◆ **Excerpt to read**:
American death-tech goliath Boeing has announced a long-delayed in-flight firing for the smaller of its two aeroplane raygun-cannon prototypes, the Advanced Tactical Laser (ATL). The ATL blaster, mounted in a Hercules transport aircraft, apparently "defeated" an unoccupied stationary vehicle. C-130 transport plane with laser …
I wonder if Nigel Tuffnel is the lead research scientist.
FWIW, the US never did regard the IRA as freedom fighters; the Kennedy family did. (Old Joe, mob boss that he was, knew how to get them money and weapons.)
This weapon may seem impractical today, but in the sense that arquebusiers would have seemed to Napoleon. They're developing a new weapon system; you have to work your way up to the battlefield-ready ones.
And negotiating with/ignoring/appeasing terrorists worked so well during the previous two Democrat administrations that it surely is a wonderful idea now. (I had three friends die in the World Trade Center attack. I don't have a lot of inclination to be appeasing terrorists.)
My question is can it go around corners. To me it's useless if it can't go around corners. Why don't they develop smart bullets and smart missiles kind of like in Babylon A.D. that will follow you wherever you go.
Defence against directed energy weapons
Assuming that the energy is transmitted in the form of electromagnetic radiation of a reflectable wavelength, simply arrange for the the beam to his a bank of autocollimators. (Think: bicycle rear reflector.) Work it out.

◆ **Short exercise 1**:
Report how many lines of the entries contain the string "belt". Case counts.

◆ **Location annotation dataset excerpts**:
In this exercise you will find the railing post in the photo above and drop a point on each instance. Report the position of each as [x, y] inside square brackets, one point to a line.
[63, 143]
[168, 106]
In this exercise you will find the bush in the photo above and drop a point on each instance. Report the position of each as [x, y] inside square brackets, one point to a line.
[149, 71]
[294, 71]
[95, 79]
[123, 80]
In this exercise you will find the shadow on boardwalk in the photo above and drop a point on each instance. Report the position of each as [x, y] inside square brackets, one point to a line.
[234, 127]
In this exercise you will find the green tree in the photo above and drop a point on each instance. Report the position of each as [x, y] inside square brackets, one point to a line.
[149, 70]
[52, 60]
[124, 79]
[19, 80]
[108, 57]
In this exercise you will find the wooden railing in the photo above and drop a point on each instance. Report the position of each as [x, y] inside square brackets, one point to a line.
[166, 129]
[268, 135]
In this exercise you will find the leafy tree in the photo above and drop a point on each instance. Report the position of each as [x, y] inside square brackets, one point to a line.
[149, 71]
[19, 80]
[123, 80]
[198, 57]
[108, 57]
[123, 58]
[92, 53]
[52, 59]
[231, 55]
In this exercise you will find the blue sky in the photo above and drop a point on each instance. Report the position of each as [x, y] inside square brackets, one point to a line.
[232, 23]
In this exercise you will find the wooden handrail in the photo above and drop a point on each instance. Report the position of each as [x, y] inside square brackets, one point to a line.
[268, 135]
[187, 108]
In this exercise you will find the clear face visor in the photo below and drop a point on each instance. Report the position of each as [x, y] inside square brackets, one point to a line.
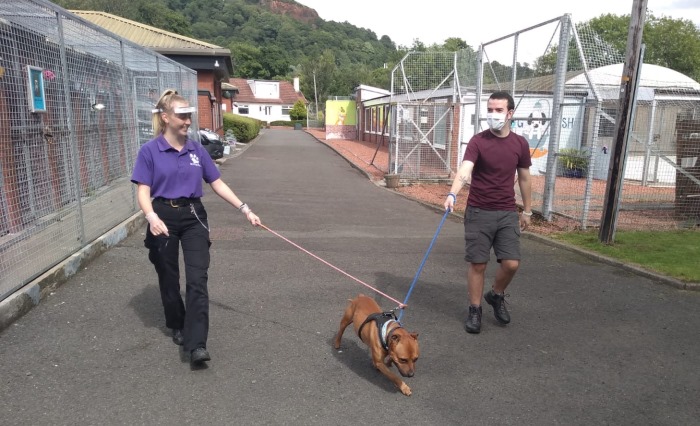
[184, 113]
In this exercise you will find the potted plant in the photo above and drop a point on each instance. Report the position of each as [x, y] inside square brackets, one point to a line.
[573, 162]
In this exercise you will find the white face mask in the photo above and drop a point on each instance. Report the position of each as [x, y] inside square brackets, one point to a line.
[495, 120]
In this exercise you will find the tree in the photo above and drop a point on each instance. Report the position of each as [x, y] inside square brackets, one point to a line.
[671, 43]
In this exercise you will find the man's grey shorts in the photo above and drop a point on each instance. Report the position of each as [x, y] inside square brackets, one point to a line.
[484, 229]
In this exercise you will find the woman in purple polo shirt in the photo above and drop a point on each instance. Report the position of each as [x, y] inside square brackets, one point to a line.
[169, 171]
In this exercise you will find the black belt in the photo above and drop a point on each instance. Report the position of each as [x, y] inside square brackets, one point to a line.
[177, 202]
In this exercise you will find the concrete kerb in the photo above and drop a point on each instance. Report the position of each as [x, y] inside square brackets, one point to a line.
[540, 238]
[33, 293]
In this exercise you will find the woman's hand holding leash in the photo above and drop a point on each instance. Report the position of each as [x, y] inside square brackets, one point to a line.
[252, 217]
[450, 201]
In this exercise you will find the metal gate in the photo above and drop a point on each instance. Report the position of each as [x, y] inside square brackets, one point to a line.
[421, 144]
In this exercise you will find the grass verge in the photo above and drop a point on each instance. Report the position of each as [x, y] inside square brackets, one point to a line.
[672, 253]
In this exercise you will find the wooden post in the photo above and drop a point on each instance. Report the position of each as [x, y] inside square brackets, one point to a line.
[628, 88]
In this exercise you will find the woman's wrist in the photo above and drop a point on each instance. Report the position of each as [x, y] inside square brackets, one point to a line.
[150, 217]
[244, 209]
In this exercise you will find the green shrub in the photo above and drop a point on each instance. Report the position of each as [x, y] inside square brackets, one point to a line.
[287, 123]
[245, 129]
[298, 111]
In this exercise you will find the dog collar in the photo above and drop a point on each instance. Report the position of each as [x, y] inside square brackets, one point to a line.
[385, 334]
[383, 320]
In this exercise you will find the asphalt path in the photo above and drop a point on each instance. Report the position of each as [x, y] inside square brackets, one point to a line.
[589, 343]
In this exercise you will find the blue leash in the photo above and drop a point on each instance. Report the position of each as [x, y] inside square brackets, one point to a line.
[420, 268]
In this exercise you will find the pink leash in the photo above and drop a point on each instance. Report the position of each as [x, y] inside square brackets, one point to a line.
[400, 305]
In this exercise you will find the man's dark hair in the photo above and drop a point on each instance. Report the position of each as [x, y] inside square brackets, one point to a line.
[506, 96]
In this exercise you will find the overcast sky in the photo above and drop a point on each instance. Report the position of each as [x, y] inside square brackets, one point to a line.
[433, 21]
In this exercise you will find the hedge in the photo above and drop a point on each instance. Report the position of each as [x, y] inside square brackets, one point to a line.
[245, 129]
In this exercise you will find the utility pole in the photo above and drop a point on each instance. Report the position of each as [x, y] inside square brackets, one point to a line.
[315, 95]
[623, 120]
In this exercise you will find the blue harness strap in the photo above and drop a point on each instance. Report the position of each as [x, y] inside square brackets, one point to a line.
[383, 320]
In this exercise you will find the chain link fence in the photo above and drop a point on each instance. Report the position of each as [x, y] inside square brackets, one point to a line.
[566, 83]
[424, 87]
[75, 106]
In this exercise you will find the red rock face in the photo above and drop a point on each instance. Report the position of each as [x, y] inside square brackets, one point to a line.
[297, 11]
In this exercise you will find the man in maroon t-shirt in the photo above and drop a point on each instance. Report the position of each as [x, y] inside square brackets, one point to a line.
[491, 219]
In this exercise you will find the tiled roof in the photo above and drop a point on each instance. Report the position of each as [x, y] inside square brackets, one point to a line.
[245, 94]
[153, 38]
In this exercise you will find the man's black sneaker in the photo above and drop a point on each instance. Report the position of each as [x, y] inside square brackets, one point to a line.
[177, 337]
[498, 302]
[199, 356]
[473, 323]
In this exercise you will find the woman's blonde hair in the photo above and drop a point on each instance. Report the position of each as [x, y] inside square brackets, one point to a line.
[165, 105]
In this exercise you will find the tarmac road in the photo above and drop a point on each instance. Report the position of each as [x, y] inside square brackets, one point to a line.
[590, 343]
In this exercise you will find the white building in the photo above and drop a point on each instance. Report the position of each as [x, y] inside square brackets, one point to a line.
[264, 100]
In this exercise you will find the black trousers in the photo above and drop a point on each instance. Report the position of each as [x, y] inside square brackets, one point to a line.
[187, 226]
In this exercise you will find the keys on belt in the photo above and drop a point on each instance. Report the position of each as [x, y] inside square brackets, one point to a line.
[177, 202]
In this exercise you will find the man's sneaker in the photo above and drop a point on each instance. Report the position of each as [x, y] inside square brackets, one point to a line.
[473, 323]
[199, 356]
[498, 302]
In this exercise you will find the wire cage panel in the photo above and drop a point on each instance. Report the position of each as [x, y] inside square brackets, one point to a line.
[72, 117]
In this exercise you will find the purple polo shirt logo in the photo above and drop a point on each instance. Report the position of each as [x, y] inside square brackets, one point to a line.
[194, 159]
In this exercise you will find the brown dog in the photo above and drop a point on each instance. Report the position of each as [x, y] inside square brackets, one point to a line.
[399, 346]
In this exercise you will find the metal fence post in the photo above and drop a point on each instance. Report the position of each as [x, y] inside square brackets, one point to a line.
[555, 126]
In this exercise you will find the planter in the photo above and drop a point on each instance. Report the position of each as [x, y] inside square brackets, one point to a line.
[573, 173]
[392, 180]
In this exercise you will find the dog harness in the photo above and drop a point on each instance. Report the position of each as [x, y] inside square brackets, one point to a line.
[383, 320]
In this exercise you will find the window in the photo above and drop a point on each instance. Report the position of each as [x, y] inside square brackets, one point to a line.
[606, 124]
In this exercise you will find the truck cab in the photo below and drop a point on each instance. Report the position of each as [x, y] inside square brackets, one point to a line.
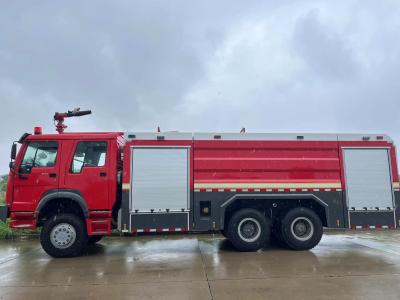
[69, 174]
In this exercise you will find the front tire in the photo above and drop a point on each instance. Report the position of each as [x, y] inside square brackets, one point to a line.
[64, 235]
[301, 229]
[249, 230]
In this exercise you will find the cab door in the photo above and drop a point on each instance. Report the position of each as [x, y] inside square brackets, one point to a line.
[88, 172]
[37, 174]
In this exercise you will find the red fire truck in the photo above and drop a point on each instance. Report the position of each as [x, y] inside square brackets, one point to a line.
[250, 186]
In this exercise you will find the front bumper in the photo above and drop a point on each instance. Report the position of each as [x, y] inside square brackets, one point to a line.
[3, 212]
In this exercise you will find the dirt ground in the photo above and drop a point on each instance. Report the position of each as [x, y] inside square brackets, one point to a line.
[345, 265]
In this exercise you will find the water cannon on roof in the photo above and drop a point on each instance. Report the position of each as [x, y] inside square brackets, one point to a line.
[60, 117]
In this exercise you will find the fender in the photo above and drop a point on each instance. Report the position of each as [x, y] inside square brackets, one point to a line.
[272, 197]
[65, 194]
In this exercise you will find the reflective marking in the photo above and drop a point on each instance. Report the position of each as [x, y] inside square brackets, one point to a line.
[276, 185]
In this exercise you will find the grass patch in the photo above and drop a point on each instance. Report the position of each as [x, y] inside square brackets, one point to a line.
[8, 233]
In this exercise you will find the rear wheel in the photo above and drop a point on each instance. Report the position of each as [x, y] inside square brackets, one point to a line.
[64, 235]
[94, 239]
[301, 229]
[248, 230]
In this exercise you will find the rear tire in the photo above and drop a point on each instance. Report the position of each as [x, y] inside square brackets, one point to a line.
[64, 235]
[301, 229]
[94, 239]
[248, 230]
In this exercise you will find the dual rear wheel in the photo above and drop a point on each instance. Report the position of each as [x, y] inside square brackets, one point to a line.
[250, 230]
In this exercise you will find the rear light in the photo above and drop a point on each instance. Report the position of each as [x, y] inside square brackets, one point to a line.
[37, 130]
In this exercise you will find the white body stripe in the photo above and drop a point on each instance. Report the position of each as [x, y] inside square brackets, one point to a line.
[272, 185]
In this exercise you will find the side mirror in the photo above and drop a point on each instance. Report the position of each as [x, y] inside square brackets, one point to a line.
[13, 151]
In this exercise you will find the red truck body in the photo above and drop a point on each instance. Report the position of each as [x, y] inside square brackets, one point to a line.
[157, 182]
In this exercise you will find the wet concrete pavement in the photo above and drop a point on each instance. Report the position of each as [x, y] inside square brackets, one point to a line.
[345, 265]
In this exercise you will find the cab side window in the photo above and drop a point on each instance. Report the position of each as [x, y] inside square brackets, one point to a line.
[39, 154]
[89, 154]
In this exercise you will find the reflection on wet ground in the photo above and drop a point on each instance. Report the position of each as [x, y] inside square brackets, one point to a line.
[345, 265]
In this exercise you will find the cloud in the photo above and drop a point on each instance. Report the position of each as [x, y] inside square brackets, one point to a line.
[293, 66]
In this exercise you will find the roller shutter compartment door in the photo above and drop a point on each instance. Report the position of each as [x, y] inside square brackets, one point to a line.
[368, 179]
[160, 179]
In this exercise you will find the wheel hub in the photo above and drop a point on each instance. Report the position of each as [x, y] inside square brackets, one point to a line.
[63, 235]
[302, 228]
[249, 229]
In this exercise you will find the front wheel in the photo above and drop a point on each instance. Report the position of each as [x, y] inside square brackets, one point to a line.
[248, 230]
[64, 235]
[301, 229]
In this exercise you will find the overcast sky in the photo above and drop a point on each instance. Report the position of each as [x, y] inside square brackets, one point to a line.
[271, 66]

◆ **Short exercise 2**:
Answer these questions from the laser weapon page:
(a) What type of aircraft is the Advanced Tactical Laser mounted in?
(b) What target did the Advanced Tactical Laser reportedly defeat?
(c) How many friends did one commenter lose in the World Trade Center attack?

◆ **Worked solution 1**:
2

◆ **Worked solution 2**:
(a) A Hercules transport aircraft.
(b) An unoccupied stationary vehicle.
(c) Three.